Consigne =
Reprenez le texte ci-dessous sur l’Europe, de « Dans l’article précité de » jusqu’à « militaire à l’Ukraine. », en substituant « Covid-19 » à « Covid ».

Texte du document =
..........

Dans l’article précité de Gérard Araud, l’ancien ambassadeur observe que l’unanimité n’a pas empêché l’Europe de faire face à l’épidémie du Covid. C’est exact : face au million de victimes, aucun État n’a mis son veto à l’achat via la Commission de vaccins mis au point en large partie par des Européens mais produits aux Etats-Unis faute de moyens économiques et industriels dans nos pays. De même il observe qu’aucun État n’a mis son veto à l’acheminement par certains pays de matériel militaire à l’Ukraine.

Aller dans la direction du fédéralisme ce serait conférer plus de pouvoirs aux représentants élus par les citoyens et aussi à la Commission dont les membres sont auditionnés un par un par le Parlement européen ce qui n’est guère le cas de nos ministres dans les États membres. Le premier pas sera de conférer au Parlement Européen un pouvoir d’initiative dont celui de choisir le président de la Commission. Analysant l’audace du Parlement qui avait décidé de prendre de vitesse le Conseil européen en choisissant Jean-Claude Juncker, Valéry Giscard d’Estaing avait parlé de « coup d’État ».

..........

Données fournies =
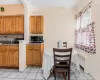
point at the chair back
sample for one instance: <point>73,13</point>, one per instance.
<point>62,56</point>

..........

Réponse =
Dans l’article précité de Gérard Araud, l’ancien ambassadeur observe que l’unanimité n’a pas empêché l’Europe de faire face à l’épidémie du Covid-19. C’est exact : face au million de victimes, aucun État n’a mis son veto à l’achat via la Commission de vaccins mis au point en large partie par des Européens mais produits aux Etats-Unis faute de moyens économiques et industriels dans nos pays. De même il observe qu’aucun État n’a mis son veto à l’acheminement par certains pays de matériel militaire à l’Ukraine.